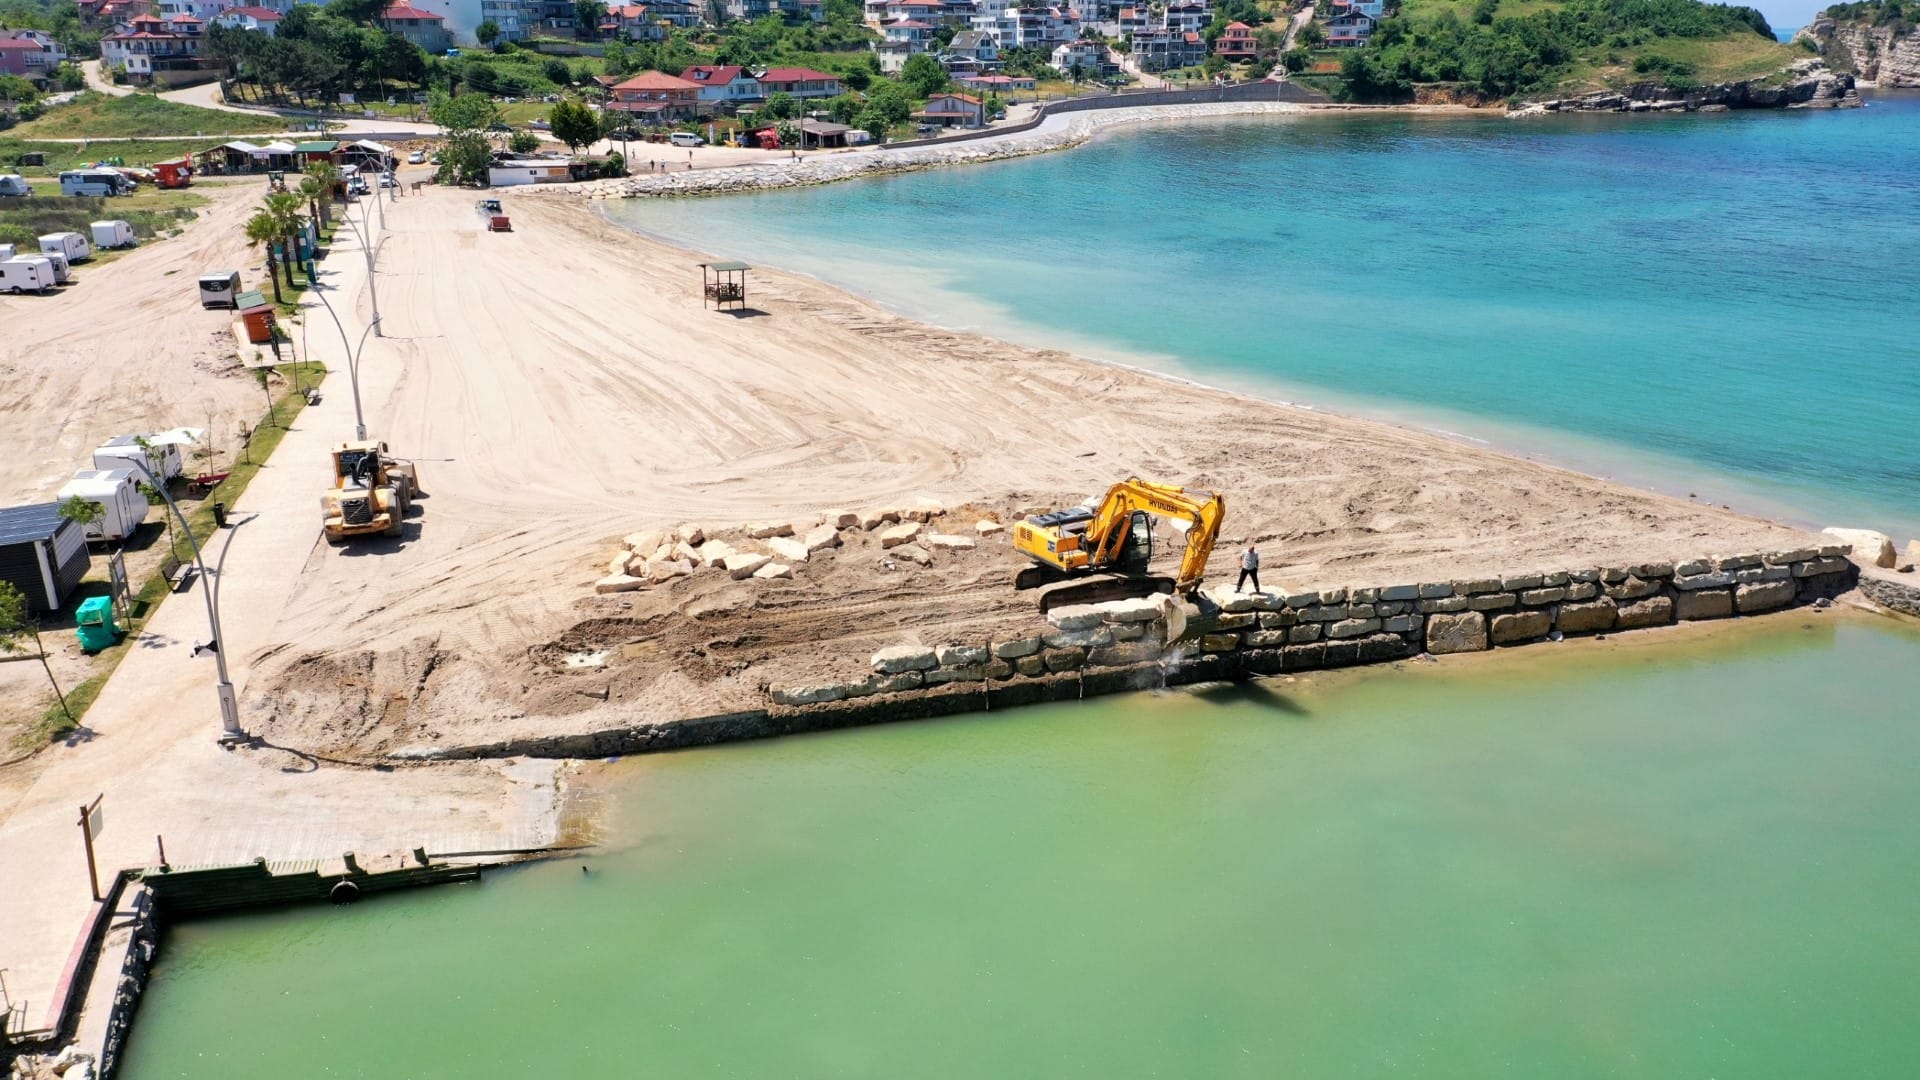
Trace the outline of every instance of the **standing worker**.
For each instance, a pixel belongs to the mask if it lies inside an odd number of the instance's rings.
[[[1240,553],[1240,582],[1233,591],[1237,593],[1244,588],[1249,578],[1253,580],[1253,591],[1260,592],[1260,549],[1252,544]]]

...

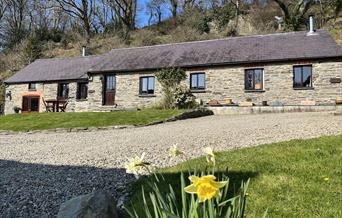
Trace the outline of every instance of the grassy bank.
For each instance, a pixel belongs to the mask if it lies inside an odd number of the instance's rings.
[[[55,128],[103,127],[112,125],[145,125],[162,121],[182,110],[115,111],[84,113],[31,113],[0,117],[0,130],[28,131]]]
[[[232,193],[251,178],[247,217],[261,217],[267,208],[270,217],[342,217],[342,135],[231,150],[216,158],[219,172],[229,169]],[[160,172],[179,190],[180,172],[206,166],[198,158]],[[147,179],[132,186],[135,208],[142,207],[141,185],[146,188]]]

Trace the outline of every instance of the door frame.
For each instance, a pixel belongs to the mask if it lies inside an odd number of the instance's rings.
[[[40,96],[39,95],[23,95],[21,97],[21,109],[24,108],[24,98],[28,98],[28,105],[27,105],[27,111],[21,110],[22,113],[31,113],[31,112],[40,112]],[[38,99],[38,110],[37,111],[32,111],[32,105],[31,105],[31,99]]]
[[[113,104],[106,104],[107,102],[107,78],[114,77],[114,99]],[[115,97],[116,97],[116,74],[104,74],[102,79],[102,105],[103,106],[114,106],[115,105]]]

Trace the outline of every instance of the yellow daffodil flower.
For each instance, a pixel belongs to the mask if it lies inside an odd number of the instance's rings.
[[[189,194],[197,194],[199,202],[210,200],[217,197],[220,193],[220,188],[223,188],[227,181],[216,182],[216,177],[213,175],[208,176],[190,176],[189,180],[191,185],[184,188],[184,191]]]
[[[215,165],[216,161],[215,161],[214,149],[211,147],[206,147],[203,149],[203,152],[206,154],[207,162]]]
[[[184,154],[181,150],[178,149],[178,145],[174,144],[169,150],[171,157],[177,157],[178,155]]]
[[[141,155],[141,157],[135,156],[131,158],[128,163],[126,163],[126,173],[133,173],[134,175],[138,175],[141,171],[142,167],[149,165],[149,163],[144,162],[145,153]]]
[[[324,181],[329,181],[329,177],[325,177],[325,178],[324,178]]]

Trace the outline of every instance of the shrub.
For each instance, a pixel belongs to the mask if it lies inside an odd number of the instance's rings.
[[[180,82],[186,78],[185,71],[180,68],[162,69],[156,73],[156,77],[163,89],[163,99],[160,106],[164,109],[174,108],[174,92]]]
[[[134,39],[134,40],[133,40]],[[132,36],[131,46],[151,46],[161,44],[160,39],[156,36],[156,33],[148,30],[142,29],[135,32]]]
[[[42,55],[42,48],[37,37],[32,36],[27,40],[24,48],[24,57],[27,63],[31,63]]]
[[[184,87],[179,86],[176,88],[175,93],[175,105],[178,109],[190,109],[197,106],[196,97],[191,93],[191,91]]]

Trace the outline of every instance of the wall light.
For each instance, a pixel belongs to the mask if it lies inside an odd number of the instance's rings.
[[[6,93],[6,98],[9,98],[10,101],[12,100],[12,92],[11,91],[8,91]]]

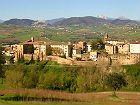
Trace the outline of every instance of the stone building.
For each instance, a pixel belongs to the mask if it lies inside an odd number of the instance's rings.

* * *

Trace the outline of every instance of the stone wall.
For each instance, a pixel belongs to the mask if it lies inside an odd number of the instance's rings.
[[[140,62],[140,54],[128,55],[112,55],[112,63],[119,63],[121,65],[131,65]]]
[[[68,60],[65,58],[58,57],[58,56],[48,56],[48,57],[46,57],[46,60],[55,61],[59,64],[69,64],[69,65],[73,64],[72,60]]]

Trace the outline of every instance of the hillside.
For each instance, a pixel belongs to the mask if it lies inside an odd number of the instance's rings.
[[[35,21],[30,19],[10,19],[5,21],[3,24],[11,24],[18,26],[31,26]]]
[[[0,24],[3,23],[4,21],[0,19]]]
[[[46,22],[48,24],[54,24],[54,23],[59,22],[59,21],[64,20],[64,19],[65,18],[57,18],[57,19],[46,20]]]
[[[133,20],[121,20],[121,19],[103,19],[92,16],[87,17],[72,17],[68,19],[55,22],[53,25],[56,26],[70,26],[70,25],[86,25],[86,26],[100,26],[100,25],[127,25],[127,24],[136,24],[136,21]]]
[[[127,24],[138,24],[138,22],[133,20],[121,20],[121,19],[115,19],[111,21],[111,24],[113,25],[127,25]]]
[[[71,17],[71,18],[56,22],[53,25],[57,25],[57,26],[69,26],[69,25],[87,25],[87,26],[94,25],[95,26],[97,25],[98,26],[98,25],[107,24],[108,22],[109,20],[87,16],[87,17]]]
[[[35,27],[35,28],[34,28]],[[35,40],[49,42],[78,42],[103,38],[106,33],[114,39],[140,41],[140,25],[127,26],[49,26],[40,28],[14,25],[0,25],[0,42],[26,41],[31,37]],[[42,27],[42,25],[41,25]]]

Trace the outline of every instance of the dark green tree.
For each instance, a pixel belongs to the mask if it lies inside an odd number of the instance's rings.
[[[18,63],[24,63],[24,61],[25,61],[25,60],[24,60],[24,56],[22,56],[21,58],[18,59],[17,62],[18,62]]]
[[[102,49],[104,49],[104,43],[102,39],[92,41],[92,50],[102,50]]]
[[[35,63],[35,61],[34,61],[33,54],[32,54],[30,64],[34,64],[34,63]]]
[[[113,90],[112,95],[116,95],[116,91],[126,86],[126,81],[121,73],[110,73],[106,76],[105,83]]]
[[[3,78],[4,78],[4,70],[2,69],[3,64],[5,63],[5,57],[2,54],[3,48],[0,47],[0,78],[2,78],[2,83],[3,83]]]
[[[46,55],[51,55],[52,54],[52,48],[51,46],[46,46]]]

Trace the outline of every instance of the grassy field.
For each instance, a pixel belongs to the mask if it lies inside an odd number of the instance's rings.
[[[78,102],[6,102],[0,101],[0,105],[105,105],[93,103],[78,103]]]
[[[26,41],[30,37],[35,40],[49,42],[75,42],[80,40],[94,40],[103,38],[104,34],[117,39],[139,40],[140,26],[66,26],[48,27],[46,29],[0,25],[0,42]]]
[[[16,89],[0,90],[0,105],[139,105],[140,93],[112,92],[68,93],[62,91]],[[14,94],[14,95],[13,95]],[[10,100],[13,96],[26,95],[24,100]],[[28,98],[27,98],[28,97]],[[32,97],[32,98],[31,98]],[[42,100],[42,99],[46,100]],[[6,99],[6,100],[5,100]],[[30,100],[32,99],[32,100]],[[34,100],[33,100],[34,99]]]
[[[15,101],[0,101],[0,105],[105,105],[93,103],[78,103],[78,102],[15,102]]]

*YOUR ASSIGNMENT:* Return each line of the listing that holds the word "wall".

*OUTPUT OF THE EXERCISE:*
Trace the outline of every instance of the wall light.
Trace the outline of every instance of the stone wall.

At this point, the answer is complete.